Task statement:
Could you restate the whole listing word for word?
_ _ _ _ _ _ _
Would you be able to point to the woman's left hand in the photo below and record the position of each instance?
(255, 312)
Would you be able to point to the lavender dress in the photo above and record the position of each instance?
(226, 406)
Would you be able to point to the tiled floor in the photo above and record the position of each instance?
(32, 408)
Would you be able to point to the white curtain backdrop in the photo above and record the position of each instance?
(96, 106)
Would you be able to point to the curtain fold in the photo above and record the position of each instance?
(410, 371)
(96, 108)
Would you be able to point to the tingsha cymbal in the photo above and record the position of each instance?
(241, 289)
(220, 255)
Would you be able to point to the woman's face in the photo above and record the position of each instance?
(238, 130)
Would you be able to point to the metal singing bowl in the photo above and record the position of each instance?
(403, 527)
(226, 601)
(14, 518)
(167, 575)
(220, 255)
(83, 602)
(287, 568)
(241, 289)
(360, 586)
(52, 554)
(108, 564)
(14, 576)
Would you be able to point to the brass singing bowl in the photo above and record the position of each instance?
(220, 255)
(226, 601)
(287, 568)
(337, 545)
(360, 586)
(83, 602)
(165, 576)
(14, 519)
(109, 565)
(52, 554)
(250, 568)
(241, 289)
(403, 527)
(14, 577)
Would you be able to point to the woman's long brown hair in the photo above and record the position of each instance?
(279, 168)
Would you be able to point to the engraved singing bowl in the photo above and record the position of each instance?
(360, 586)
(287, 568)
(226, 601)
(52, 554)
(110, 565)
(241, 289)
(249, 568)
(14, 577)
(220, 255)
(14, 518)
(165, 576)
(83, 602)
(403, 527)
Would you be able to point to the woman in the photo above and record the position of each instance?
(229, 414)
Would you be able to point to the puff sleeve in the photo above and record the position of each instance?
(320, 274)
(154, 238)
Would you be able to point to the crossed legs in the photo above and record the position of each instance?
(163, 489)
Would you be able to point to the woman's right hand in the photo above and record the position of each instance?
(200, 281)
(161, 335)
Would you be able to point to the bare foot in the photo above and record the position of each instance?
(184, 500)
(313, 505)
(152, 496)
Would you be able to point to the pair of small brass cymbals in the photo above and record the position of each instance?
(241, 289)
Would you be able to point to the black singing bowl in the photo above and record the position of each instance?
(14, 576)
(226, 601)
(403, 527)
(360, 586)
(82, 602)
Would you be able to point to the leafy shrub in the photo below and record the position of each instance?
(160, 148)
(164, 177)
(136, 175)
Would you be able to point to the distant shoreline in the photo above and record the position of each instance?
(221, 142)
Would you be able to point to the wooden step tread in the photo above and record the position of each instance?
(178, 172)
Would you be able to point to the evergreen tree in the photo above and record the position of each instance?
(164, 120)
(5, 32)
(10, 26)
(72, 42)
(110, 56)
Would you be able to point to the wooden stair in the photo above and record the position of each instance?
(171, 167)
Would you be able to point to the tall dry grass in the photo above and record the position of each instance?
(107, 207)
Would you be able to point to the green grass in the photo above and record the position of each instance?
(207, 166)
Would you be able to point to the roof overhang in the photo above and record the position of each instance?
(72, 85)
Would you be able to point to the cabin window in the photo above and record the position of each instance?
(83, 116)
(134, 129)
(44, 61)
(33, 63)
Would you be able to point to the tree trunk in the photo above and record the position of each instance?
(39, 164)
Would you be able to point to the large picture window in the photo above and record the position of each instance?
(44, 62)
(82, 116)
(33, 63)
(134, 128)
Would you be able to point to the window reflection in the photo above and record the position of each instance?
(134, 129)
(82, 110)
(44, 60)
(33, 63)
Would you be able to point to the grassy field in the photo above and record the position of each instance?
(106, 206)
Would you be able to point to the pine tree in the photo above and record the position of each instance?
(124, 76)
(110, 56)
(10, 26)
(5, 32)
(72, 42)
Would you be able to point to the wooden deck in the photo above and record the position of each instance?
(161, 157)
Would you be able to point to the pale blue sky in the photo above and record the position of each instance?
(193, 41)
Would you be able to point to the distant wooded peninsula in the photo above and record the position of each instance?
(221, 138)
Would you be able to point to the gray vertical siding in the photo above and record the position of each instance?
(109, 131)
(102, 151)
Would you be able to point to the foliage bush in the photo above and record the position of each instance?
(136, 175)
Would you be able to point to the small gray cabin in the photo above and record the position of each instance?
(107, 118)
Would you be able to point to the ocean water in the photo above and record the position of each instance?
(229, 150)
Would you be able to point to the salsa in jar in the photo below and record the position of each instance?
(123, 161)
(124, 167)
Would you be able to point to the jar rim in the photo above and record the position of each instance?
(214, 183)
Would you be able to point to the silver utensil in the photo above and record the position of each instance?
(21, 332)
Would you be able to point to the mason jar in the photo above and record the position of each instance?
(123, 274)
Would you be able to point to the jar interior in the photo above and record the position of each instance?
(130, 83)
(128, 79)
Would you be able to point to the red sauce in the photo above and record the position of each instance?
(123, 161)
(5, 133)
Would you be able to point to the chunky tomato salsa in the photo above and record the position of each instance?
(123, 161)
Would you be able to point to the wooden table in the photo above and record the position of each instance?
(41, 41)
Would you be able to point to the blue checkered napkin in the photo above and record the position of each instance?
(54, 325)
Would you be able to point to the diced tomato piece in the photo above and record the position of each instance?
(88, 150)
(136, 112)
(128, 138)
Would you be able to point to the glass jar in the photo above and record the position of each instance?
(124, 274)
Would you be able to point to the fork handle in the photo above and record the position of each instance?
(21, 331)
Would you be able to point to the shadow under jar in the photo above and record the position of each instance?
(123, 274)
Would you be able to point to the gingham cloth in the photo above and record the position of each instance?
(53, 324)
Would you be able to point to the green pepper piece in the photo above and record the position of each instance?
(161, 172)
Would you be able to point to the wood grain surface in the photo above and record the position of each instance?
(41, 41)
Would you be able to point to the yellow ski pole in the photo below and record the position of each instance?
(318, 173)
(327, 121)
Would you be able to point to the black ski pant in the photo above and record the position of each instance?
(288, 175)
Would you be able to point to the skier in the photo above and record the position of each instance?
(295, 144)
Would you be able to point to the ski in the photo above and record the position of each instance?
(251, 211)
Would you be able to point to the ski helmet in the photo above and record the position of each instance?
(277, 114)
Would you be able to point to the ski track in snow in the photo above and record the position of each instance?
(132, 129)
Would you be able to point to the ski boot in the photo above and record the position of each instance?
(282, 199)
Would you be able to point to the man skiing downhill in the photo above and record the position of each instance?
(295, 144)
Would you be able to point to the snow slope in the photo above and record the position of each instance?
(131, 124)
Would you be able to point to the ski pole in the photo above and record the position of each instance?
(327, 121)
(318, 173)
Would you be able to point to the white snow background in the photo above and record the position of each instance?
_ _ _ _ _ _ _
Answer to the exercise:
Would you be able to point to the woman's left hand in the photo below and record the position of each instance?
(255, 312)
Would you be able to point to the lavender dress in the photo above and record the position of each instance?
(226, 406)
Would you be able to point to the tiled floor in the photo above and record the position of each instance?
(32, 408)
Would you be able to point to the white curtain backdrop in the photo above and record the position of each instance?
(96, 106)
Would you be able to point to the curtain fold in the photo above and record the position of each instance?
(410, 371)
(96, 108)
Would you be able to point to the tingsha cymbal in the photo above and record the position of each instance?
(241, 289)
(220, 255)
Would you be able to point to the woman's face in the photo above and record the position of each instance?
(238, 130)
Would you be able to point to the metal singing bowl in the photo above and record the position of each instance?
(403, 527)
(226, 601)
(14, 518)
(167, 575)
(220, 255)
(83, 602)
(287, 568)
(241, 289)
(360, 586)
(52, 554)
(108, 564)
(14, 576)
Would you be able to point to the brass singing bowl in the photo above and record the position of each instance?
(220, 255)
(226, 601)
(287, 568)
(337, 545)
(360, 586)
(83, 602)
(165, 576)
(14, 519)
(109, 565)
(52, 554)
(250, 568)
(241, 289)
(403, 527)
(14, 577)
Would you be able to point to the woman's long brown hair in the photo above and record the position of each instance?
(279, 168)
Would you be able to point to the engraved singing bowl in the photo above and record the position of each instance?
(360, 586)
(287, 568)
(226, 601)
(52, 554)
(110, 565)
(241, 289)
(249, 568)
(14, 577)
(220, 255)
(14, 518)
(165, 576)
(83, 602)
(403, 527)
Would you be able to point to the woman in the photo above and record the position of each instance?
(229, 414)
Would you be able to point to the puff sleeve in the photo above and record the position of each instance?
(320, 274)
(154, 238)
Would you be able to point to the crossed legs in the photo above and record the position of each instance?
(163, 489)
Would you be able to point to the woman's right hand in the photo above and record the position of each instance?
(200, 281)
(161, 335)
Would you be able to point to the bare foot in the photo above and record the position of each instance?
(184, 500)
(313, 505)
(152, 496)
Would you be able to point to the pair of small brass cymbals in the photo above and record the position of each instance?
(241, 289)
Would you be able to point to the black singing bowl in the photo above and record the position of each instance?
(14, 576)
(226, 601)
(403, 527)
(360, 586)
(82, 602)
Would you be able to point to the leafy shrub in the photo below and record the position of each instance?
(160, 148)
(164, 177)
(136, 175)
Would you be able to point to the distant shoreline in the photo above and record the position of each instance?
(221, 142)
Would you be able to point to the wooden step tread in the photo above and record the position of each instance?
(178, 172)
Would you be able to point to the evergreen tree in the photo above and record the position of each instance?
(164, 120)
(5, 32)
(10, 26)
(72, 42)
(110, 56)
Would you be able to point to the wooden stair in the photo above and record the position of each instance?
(171, 167)
Would you be able to point to the tall dry grass in the photo above and record the position of each instance?
(107, 207)
Would you be able to point to the green grass in the photo above and record the position of each instance?
(207, 166)
Would you be able to point to the roof overhang in the photo above and record the position of each instance?
(72, 85)
Would you be able to point to the cabin window in the photo above and record the position of each instance?
(83, 116)
(134, 129)
(44, 61)
(33, 63)
Would you be able to point to the tree trunk in the photo above and record the position of each instance?
(39, 164)
Would you be able to point to the large picture window in the photo above and record the position of each instance?
(44, 62)
(82, 116)
(33, 63)
(134, 128)
Would you be able to point to the window reflection in the photo above and record the position of each instance?
(134, 129)
(82, 110)
(44, 60)
(33, 63)
Would you be able to point to the grassy field in the photo above and record the position of each instance?
(106, 206)
Would you be able to point to the pine tree in the photo above and record the position of each instance?
(124, 76)
(110, 56)
(10, 26)
(5, 32)
(72, 42)
Would you be able to point to the wooden deck in the photo above and record the position of each instance?
(161, 157)
Would you be able to point to the pale blue sky in the photo above and record the position of each instance?
(193, 41)
Would you be able to point to the distant wooded peninsula in the photo above and record the position of each instance?
(221, 138)
Would you be able to point to the gray vertical siding in the photo above and record the position of each instance?
(109, 131)
(102, 151)
Would you be able to point to the foliage bush in the photo above and record the position of each instance?
(136, 175)
Would you be able to point to the small gray cabin in the photo above and record the position of each instance?
(107, 118)
Would you be able to point to the ocean water in the photo above and record the position of each instance?
(229, 150)
Would you be able to point to the salsa in jar in the photo below and record the position of each instance?
(123, 161)
(124, 167)
Would you be able to point to the jar rim in the photo above and record the position of each instance?
(214, 183)
Would you be able to point to the silver utensil in the photo above and record the position of each instance?
(21, 332)
Would you be able to point to the mason jar in the photo above and record the position of each instance?
(123, 274)
Would you be able to point to the jar interior in the photo above and record the position of each instance?
(130, 83)
(128, 79)
Would you be able to point to the red sauce in the photo above and record the position of each instance?
(123, 161)
(5, 133)
Would you be able to point to the chunky tomato salsa in the photo above and record the position of each instance?
(123, 161)
Would you be able to point to the wooden table in the photo above and record the position of each instance?
(41, 41)
Would you be able to point to the blue checkered napkin in the photo above and record the position of each instance?
(54, 325)
Would you be able to point to the diced tomato piece in the photo above and record the position of each instance?
(88, 150)
(136, 112)
(128, 138)
Would you be able to point to the glass jar in the photo above and record the position of each instance?
(124, 274)
Would you be able to point to the fork handle in the photo above and record the position of each instance?
(21, 331)
Would you be able to point to the shadow under jar in the photo above and record the position of each instance?
(123, 274)
Would you be able to point to the gingham cloth in the photo above and record the position of each instance?
(53, 324)
Would you be able to point to the green pepper piece in the photo above and record the position of each instance?
(161, 172)
Would you be able to point to the wood grain surface in the photo above and record the position of each instance?
(41, 41)
Would you be able to point to the yellow ski pole in the photo below and record the position of each instance?
(318, 173)
(327, 121)
Would you be able to point to the black ski pant in the photo above and record the position of each instance?
(288, 175)
Would you be able to point to the skier in the photo above and record the position of each instance?
(295, 144)
Would you be able to point to the ski in the photo above and record the position of each instance?
(251, 211)
Would you be able to point to the ski helmet in the photo above and record the position of each instance?
(277, 114)
Would you be able to point to the ski track in snow in the photo above and record the position of each instance?
(132, 129)
Would you be able to point to the ski boot in the photo above and record the position of each instance?
(282, 199)
Would you be able to point to the man skiing downhill in the photo above and record the position of each instance?
(295, 144)
Would you be able to point to the snow slope in the photo above and record the position of each instance?
(131, 124)
Would you be able to point to the ski pole in the photo above and record the position of each instance?
(327, 121)
(318, 173)
Would you be able to point to the white snow background in the photo above and record the position of each instance?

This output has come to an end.